[Stored data entries]
/---

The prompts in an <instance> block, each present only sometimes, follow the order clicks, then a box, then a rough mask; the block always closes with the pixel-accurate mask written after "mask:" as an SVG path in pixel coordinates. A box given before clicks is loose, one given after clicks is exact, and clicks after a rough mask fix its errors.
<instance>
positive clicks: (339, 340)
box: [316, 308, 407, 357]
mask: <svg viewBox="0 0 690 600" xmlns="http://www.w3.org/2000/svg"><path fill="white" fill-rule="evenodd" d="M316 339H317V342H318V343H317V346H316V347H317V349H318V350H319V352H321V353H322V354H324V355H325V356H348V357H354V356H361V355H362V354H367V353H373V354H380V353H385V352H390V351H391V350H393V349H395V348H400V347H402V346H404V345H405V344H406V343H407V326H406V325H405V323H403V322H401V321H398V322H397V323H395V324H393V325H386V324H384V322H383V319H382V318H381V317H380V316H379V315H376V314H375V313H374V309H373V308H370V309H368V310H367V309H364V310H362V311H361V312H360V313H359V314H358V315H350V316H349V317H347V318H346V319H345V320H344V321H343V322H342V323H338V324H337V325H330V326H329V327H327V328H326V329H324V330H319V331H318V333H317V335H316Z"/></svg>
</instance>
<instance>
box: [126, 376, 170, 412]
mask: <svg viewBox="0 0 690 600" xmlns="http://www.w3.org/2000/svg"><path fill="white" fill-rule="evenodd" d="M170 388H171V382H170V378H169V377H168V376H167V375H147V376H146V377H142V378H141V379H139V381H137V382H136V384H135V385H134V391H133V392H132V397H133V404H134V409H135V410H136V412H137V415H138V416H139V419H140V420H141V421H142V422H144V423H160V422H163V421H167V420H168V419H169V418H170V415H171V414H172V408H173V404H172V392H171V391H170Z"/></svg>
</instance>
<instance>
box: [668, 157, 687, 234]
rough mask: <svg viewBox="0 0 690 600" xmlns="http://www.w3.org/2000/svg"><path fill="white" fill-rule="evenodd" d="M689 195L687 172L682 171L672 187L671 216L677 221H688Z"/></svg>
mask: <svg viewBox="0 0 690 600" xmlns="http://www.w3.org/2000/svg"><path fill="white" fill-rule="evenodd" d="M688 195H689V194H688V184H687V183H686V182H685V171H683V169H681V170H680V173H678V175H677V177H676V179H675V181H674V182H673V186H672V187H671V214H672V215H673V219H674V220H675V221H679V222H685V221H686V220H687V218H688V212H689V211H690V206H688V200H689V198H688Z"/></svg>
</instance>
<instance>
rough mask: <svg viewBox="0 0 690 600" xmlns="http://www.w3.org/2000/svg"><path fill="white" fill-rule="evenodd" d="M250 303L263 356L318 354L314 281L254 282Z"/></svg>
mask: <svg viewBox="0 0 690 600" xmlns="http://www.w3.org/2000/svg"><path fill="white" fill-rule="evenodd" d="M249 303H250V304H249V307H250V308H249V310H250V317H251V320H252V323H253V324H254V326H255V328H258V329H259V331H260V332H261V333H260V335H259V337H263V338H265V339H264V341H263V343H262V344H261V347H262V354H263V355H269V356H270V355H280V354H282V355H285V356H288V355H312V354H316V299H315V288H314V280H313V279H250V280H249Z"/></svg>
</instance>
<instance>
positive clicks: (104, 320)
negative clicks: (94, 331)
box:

\---

What you should do: Format the records above as a JSON list of strings with one string per line, omitting any blank lines.

Solution for this task:
[
  "The prompts in an <instance> block, each present only sometimes, follow the order clicks, then a box, then a rough mask; the block always closes with the pixel-accurate mask written after \"mask:\" as an SVG path in pixel coordinates. A box given before clicks is loose, one given after clicks is exact, and clicks after a rough mask fix its errors.",
  "<instance>",
  "positive clicks: (339, 340)",
  "box: [316, 308, 407, 357]",
  "mask: <svg viewBox=\"0 0 690 600\" xmlns=\"http://www.w3.org/2000/svg\"><path fill=\"white\" fill-rule=\"evenodd\" d=\"M316 339H317V342H318V343H317V346H316V347H317V349H318V350H319V352H321V353H322V354H324V355H325V356H348V357H354V356H361V355H362V354H367V353H373V354H380V353H385V352H390V351H391V350H393V349H395V348H400V347H402V346H404V345H405V344H406V343H407V326H406V325H405V323H403V322H401V321H398V322H397V323H395V324H393V325H386V324H384V322H383V319H382V318H381V317H380V316H379V315H376V314H375V313H374V309H373V308H370V309H368V310H367V309H364V310H362V311H361V312H360V313H359V314H358V315H350V316H349V317H347V318H346V319H345V320H344V321H343V322H342V323H338V324H337V325H330V326H329V327H327V328H326V329H324V330H319V331H318V333H317V335H316Z\"/></svg>",
  "</instance>",
  "<instance>",
  "box: [126, 376, 170, 412]",
  "mask: <svg viewBox=\"0 0 690 600\" xmlns=\"http://www.w3.org/2000/svg\"><path fill=\"white\" fill-rule=\"evenodd\" d=\"M170 388H171V382H170V378H169V377H168V376H167V375H147V376H146V377H142V378H141V379H139V381H137V382H136V384H135V385H134V391H133V392H132V397H133V404H134V409H135V410H136V412H137V415H138V416H139V419H140V420H141V421H142V422H144V423H160V422H163V421H167V420H168V419H169V418H170V415H171V414H172V408H173V404H172V392H171V391H170Z\"/></svg>",
  "</instance>",
  "<instance>",
  "box: [668, 157, 687, 234]",
  "rough mask: <svg viewBox=\"0 0 690 600\" xmlns=\"http://www.w3.org/2000/svg\"><path fill=\"white\" fill-rule=\"evenodd\" d=\"M689 195L687 172L682 171L672 187L671 216L677 221H688Z\"/></svg>",
  "mask: <svg viewBox=\"0 0 690 600\" xmlns=\"http://www.w3.org/2000/svg\"><path fill=\"white\" fill-rule=\"evenodd\" d=\"M688 195H689V194H688V184H687V183H686V182H685V171H683V169H681V170H680V173H678V175H677V177H676V179H675V181H674V182H673V186H672V187H671V214H672V215H673V219H674V220H675V221H679V222H685V221H686V220H687V218H688V212H689V211H690V206H688V200H689V198H688Z\"/></svg>",
  "</instance>",
  "<instance>",
  "rough mask: <svg viewBox=\"0 0 690 600\" xmlns=\"http://www.w3.org/2000/svg\"><path fill=\"white\" fill-rule=\"evenodd\" d=\"M250 303L263 356L318 354L314 281L254 282Z\"/></svg>",
  "mask: <svg viewBox=\"0 0 690 600\" xmlns=\"http://www.w3.org/2000/svg\"><path fill=\"white\" fill-rule=\"evenodd\" d=\"M249 303H250V304H249V307H250V308H249V310H250V317H251V320H252V323H253V324H254V326H255V328H258V329H259V331H260V332H261V333H260V335H259V337H263V338H265V339H264V341H263V343H262V344H261V347H262V354H263V355H269V356H270V355H280V354H282V355H285V356H288V355H312V354H316V299H315V288H314V280H313V279H250V280H249Z\"/></svg>",
  "</instance>",
  "<instance>",
  "positive clicks: (104, 320)",
  "negative clicks: (94, 331)",
  "box:"
]